*WHAT TO DO*.
a) Return the passage from the poetry workshop text between "For this workshop, you" and "upright and alert.", inclusive.
b) Answer these from the poetry workshop text:
(i) How many photos of yourself should you have at hand?
(ii) What does the workshop aim to help poets break?
(iii) What two options are given for a writing environment where you can work erect?
c) According to the poetry workshop text, why does a photo still work if your body is hidden by an object or another person?

START PROVIDED TEXT

The instruction is all the more important in poetry. A poem can be a private experience the poet and reader share — evocative, personal, moving. But how do we get there? How do we get from a few nice lines about ferns along the river to a line on the page that “beads with blood?”
It’s a bit of magic that one might think can’t be conjured at will. But there is a way in. We’ll play with how one might sharpen the scalpel, take the writing deeper. Feel it hurt. The goal is to help poets break habits in the way they situate themselves in relation to their work.
For this workshop, you will want to have at hand three photos of yourself, showing at least ⅔ of your body. If you body is not visible because of an object or another person, the photo will still work. The point is, the photos are of you situated. You will also want a writing environment where you can work erect, either standing or on a chair that allows you to sit upright and alert.

END PROVIDED TEXT
START RECORDED DATA

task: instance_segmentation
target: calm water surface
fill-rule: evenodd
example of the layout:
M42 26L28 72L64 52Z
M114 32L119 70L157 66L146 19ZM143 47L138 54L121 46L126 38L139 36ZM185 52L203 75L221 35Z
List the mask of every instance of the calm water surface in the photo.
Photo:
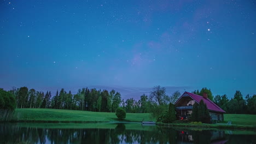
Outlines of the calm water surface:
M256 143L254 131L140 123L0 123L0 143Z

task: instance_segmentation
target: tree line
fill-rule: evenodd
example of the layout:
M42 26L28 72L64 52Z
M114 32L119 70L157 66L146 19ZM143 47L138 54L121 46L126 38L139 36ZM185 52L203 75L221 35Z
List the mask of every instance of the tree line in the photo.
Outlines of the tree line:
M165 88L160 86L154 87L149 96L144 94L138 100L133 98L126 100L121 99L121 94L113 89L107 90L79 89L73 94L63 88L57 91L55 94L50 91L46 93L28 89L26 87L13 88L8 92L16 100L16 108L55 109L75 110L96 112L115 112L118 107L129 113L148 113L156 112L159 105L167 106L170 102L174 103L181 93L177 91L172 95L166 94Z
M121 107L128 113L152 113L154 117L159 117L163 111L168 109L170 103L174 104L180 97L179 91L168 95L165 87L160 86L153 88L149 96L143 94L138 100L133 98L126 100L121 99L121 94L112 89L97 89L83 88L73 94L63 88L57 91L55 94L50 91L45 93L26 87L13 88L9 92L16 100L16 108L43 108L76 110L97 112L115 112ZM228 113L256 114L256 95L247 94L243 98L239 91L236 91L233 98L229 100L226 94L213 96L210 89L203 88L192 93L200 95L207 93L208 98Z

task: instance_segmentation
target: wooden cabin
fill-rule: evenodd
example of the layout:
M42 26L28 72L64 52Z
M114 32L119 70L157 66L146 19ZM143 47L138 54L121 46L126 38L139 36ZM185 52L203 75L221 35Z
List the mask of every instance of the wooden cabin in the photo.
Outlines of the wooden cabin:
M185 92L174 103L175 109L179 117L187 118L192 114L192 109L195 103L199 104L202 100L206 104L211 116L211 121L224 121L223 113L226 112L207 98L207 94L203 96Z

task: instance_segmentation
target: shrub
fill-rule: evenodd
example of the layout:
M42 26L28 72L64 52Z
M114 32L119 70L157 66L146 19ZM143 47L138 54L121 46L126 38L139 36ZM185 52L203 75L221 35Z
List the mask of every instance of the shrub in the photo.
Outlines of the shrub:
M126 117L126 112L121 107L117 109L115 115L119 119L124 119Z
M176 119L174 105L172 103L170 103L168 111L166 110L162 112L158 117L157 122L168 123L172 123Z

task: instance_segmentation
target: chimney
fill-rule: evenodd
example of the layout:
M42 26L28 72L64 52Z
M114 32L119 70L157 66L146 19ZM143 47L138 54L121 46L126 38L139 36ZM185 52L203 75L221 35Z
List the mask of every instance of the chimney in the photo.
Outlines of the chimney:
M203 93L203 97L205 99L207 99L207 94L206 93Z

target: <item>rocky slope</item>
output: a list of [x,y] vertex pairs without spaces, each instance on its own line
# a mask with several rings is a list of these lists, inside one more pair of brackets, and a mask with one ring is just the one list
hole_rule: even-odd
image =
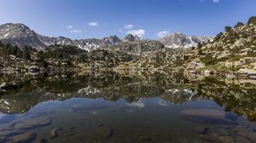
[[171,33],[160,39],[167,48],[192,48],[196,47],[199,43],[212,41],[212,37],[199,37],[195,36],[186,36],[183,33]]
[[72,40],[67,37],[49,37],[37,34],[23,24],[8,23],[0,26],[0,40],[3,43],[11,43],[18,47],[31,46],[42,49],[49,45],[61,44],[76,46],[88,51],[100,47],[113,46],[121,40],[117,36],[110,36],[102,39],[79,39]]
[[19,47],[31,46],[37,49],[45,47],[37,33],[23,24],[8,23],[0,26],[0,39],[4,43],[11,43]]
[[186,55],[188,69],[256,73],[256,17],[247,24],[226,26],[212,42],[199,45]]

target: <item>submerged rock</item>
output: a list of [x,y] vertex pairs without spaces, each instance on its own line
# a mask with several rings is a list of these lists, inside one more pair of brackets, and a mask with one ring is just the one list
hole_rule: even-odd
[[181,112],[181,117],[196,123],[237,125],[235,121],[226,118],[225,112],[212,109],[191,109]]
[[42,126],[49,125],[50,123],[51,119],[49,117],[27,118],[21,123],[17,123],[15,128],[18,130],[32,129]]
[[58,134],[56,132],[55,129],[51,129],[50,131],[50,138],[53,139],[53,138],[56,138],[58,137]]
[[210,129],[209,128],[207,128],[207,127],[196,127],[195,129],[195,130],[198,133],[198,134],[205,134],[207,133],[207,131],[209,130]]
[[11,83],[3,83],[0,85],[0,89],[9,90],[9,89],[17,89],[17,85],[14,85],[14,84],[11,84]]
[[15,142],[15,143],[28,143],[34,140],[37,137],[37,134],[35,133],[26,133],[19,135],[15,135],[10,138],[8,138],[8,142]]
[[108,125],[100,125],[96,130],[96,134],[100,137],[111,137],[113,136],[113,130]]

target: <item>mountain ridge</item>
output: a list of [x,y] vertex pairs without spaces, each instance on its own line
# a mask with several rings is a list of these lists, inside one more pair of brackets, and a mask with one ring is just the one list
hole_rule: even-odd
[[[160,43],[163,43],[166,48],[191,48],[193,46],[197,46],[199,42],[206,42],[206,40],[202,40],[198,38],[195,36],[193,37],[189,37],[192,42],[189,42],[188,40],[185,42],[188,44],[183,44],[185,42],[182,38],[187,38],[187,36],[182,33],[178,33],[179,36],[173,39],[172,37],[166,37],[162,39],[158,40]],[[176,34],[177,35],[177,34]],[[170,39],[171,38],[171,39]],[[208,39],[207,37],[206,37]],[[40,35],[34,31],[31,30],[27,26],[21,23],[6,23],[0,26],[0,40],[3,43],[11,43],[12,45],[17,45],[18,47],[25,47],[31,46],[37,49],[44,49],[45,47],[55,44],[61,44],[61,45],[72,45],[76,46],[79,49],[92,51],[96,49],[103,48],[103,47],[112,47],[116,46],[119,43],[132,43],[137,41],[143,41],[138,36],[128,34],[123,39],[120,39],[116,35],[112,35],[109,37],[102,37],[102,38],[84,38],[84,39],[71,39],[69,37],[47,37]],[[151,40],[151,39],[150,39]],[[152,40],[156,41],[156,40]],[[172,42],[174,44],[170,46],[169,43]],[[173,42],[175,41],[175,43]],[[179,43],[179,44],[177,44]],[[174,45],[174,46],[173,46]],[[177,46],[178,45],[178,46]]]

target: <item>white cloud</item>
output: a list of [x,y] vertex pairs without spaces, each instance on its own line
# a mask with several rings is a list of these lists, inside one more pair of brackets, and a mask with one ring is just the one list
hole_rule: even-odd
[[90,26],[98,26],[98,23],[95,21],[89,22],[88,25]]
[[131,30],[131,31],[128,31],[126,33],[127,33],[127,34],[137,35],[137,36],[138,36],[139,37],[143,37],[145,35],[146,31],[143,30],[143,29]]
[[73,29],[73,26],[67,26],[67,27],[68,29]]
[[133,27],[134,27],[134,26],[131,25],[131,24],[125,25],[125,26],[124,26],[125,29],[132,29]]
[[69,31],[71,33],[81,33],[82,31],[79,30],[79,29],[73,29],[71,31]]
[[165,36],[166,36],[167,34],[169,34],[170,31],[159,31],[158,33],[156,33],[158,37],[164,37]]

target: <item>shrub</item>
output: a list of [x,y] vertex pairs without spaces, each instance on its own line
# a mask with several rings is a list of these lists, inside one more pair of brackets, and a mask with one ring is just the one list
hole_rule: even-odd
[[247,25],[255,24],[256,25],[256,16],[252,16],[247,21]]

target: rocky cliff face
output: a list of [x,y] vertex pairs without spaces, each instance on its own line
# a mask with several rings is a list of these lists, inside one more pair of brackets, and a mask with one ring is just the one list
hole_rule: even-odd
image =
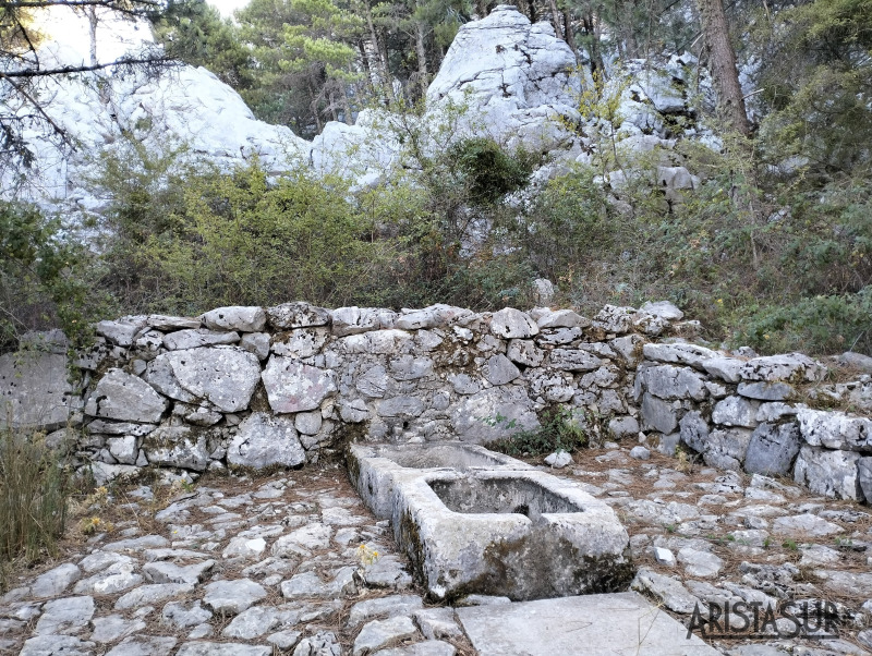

END RECORDED DATA

*RESULTS OF THE EXERCISE*.
a)
For this workshop, you will want to have at hand three photos of yourself, showing at least ⅔ of your body. If you body is not visible because of an object or another person, the photo will still work. The point is, the photos are of you situated. You will also want a writing environment where you can work erect, either standing or on a chair that allows you to sit upright and alert.

b)
(i) Three.
(ii) Habits in the way they situate themselves in relation to their work.
(iii) Standing, or sitting on a chair that allows you to sit upright and alert.

c) The photo still works because the point is that the photos show you situated.